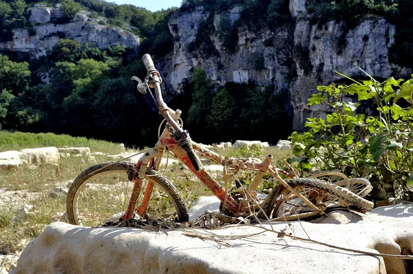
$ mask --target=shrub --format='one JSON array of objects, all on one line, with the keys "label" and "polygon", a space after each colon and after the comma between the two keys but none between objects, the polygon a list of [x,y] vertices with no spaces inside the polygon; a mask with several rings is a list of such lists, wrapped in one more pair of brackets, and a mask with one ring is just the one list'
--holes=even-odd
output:
[{"label": "shrub", "polygon": [[[413,75],[412,76],[413,77]],[[317,87],[309,105],[331,107],[326,119],[308,118],[304,133],[290,137],[302,172],[336,170],[350,177],[364,177],[374,187],[372,199],[390,197],[413,201],[413,79],[392,77],[383,82],[372,78],[348,86]],[[371,100],[378,115],[357,113],[359,102],[344,97]],[[321,148],[324,148],[321,149]]]}]

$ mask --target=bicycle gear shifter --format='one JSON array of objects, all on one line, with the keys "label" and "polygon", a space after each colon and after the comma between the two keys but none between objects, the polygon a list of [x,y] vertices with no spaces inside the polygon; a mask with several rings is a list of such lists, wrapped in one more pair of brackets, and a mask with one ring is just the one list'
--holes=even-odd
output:
[{"label": "bicycle gear shifter", "polygon": [[132,76],[131,79],[138,82],[138,86],[136,87],[138,91],[140,92],[142,94],[146,94],[147,88],[147,83],[142,82],[142,80],[136,76]]}]

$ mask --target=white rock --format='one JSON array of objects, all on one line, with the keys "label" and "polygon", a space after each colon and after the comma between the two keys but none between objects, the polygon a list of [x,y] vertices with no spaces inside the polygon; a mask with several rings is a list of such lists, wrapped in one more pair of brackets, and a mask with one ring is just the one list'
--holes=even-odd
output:
[{"label": "white rock", "polygon": [[23,149],[21,152],[21,159],[24,159],[30,164],[57,163],[60,159],[59,150],[54,146]]},{"label": "white rock", "polygon": [[[413,248],[412,208],[384,207],[346,225],[289,222],[263,226],[337,247],[400,254]],[[262,231],[258,225],[164,233],[57,222],[26,247],[11,273],[406,273],[401,259],[361,255],[287,235],[279,238],[268,231],[257,234]]]},{"label": "white rock", "polygon": [[222,172],[224,167],[221,165],[209,165],[204,167],[209,172]]},{"label": "white rock", "polygon": [[22,159],[0,160],[0,170],[17,170],[21,165],[28,163],[28,161]]},{"label": "white rock", "polygon": [[9,150],[0,152],[0,160],[19,160],[21,152],[17,150]]},{"label": "white rock", "polygon": [[[51,16],[58,17],[60,10],[52,9]],[[102,25],[94,21],[56,25],[45,23],[35,25],[33,30],[35,35],[32,36],[28,30],[14,30],[13,40],[0,43],[0,49],[25,53],[31,58],[38,58],[46,56],[52,50],[61,34],[72,37],[81,45],[85,43],[96,45],[99,49],[122,45],[127,49],[137,51],[140,45],[139,38],[131,32],[115,26]]]},{"label": "white rock", "polygon": [[206,210],[220,212],[220,201],[215,196],[202,196],[199,197],[188,211],[189,221],[195,222]]},{"label": "white rock", "polygon": [[237,140],[232,145],[232,148],[242,148],[243,146],[246,146],[247,148],[251,148],[253,146],[258,146],[262,148],[269,148],[268,142],[261,142],[261,141],[244,141],[244,140]]},{"label": "white rock", "polygon": [[60,148],[57,149],[59,152],[62,153],[70,153],[71,155],[90,155],[90,148]]},{"label": "white rock", "polygon": [[290,13],[293,18],[297,17],[300,12],[307,11],[306,8],[306,2],[307,0],[290,0],[288,8],[290,8]]},{"label": "white rock", "polygon": [[279,140],[277,145],[275,146],[279,150],[291,150],[291,141],[288,140]]}]

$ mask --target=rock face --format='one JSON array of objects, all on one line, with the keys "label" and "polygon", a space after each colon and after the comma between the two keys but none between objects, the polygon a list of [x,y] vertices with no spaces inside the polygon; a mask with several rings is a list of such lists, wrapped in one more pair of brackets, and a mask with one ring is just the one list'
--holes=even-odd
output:
[{"label": "rock face", "polygon": [[167,87],[180,92],[182,82],[190,79],[193,67],[205,70],[217,87],[226,82],[248,82],[257,85],[273,84],[276,91],[288,90],[290,94],[294,119],[293,130],[302,130],[306,117],[325,115],[327,107],[308,108],[307,100],[317,86],[328,84],[343,77],[334,70],[350,77],[366,76],[358,65],[373,77],[386,78],[392,71],[409,77],[410,69],[392,64],[389,48],[394,43],[395,27],[384,19],[367,19],[352,29],[343,22],[334,21],[317,26],[312,25],[306,11],[306,0],[290,0],[290,11],[294,19],[293,33],[284,27],[271,31],[251,31],[237,28],[237,46],[230,52],[221,42],[220,22],[229,19],[230,25],[241,14],[242,10],[216,14],[213,18],[215,33],[211,36],[212,46],[218,52],[207,55],[193,51],[200,25],[209,13],[198,7],[185,13],[177,12],[169,21],[174,37],[173,54],[156,62],[160,65]]},{"label": "rock face", "polygon": [[0,43],[0,50],[25,53],[32,58],[37,58],[50,53],[63,37],[74,39],[81,44],[88,42],[100,49],[120,44],[136,52],[139,49],[138,36],[118,27],[100,25],[98,20],[88,17],[85,12],[78,13],[68,23],[50,23],[52,18],[61,16],[60,8],[37,6],[32,9],[30,21],[37,23],[33,31],[14,30],[13,40]]},{"label": "rock face", "polygon": [[24,164],[57,164],[60,154],[54,146],[0,152],[0,169],[18,168]]},{"label": "rock face", "polygon": [[409,71],[392,64],[389,48],[394,43],[395,27],[385,19],[366,20],[346,34],[343,23],[328,21],[318,28],[307,18],[298,19],[294,32],[297,77],[290,85],[294,109],[294,129],[303,130],[306,118],[324,116],[328,109],[308,106],[307,100],[316,93],[319,84],[328,84],[343,77],[334,71],[350,77],[366,75],[356,65],[376,78],[387,78],[393,70],[403,74]]},{"label": "rock face", "polygon": [[32,23],[47,23],[52,18],[61,18],[63,16],[60,4],[56,8],[47,8],[41,4],[35,4],[34,8],[30,10],[29,21]]},{"label": "rock face", "polygon": [[[337,247],[411,254],[412,210],[412,205],[394,205],[368,215],[341,214],[344,218],[332,217],[328,223],[263,227]],[[407,272],[411,271],[409,262],[405,266],[401,259],[383,260],[277,237],[253,226],[153,232],[54,222],[28,244],[11,273],[251,273],[253,269],[283,274],[405,274],[411,273]]]}]

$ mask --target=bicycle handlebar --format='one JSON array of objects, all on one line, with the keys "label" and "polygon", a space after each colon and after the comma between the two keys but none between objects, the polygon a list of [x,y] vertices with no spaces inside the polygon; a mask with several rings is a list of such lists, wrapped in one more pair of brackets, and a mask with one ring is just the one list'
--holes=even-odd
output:
[{"label": "bicycle handlebar", "polygon": [[147,69],[147,72],[148,74],[151,73],[153,72],[157,72],[159,74],[159,71],[156,69],[155,69],[155,65],[153,65],[153,61],[151,58],[151,56],[148,54],[144,54],[142,57],[142,61],[145,65],[145,67]]},{"label": "bicycle handlebar", "polygon": [[[169,111],[171,109],[163,102],[162,98],[162,93],[160,91],[160,86],[159,84],[160,82],[159,71],[155,68],[155,65],[153,65],[153,61],[152,60],[151,56],[147,54],[144,54],[142,57],[142,61],[147,69],[147,76],[149,76],[150,74],[153,74],[151,76],[153,79],[152,84],[153,84],[153,87],[155,89],[155,95],[156,97],[157,105],[161,114],[165,117],[168,123],[171,124],[172,128],[174,129],[171,135],[176,141],[178,141],[178,145],[180,146],[184,151],[185,151],[187,156],[188,156],[188,158],[189,159],[191,163],[192,163],[192,165],[193,165],[195,170],[200,171],[202,168],[202,164],[201,163],[198,157],[195,153],[195,151],[193,151],[193,148],[192,147],[192,140],[189,137],[189,133],[187,130],[184,130],[181,127],[180,127],[175,120],[172,119]],[[152,87],[149,85],[149,87]]]}]

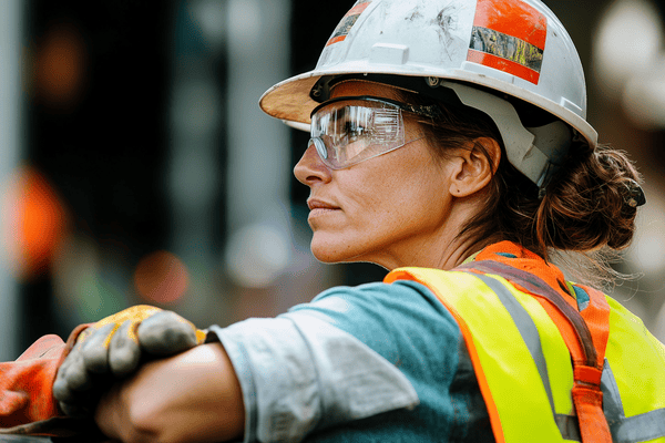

***

Requirement:
Filter the records and list every line that contains the string "gear".

Solution:
$ mask --target=bicycle gear shifter --format='one JSON array of objects, all on one line, with the keys "label" and "polygon", a space after each colon and after the comma between the two keys but none between objects, the polygon a list of [x,y] vertices with no spaces inside the polygon; a mask with several rings is a list of such lists, wrapped in one more pair of brackets, and a mask with one ring is just the one list'
[{"label": "bicycle gear shifter", "polygon": [[132,76],[131,79],[138,82],[138,86],[136,87],[138,91],[140,92],[142,94],[146,94],[147,88],[147,83],[142,82],[142,80],[136,76]]}]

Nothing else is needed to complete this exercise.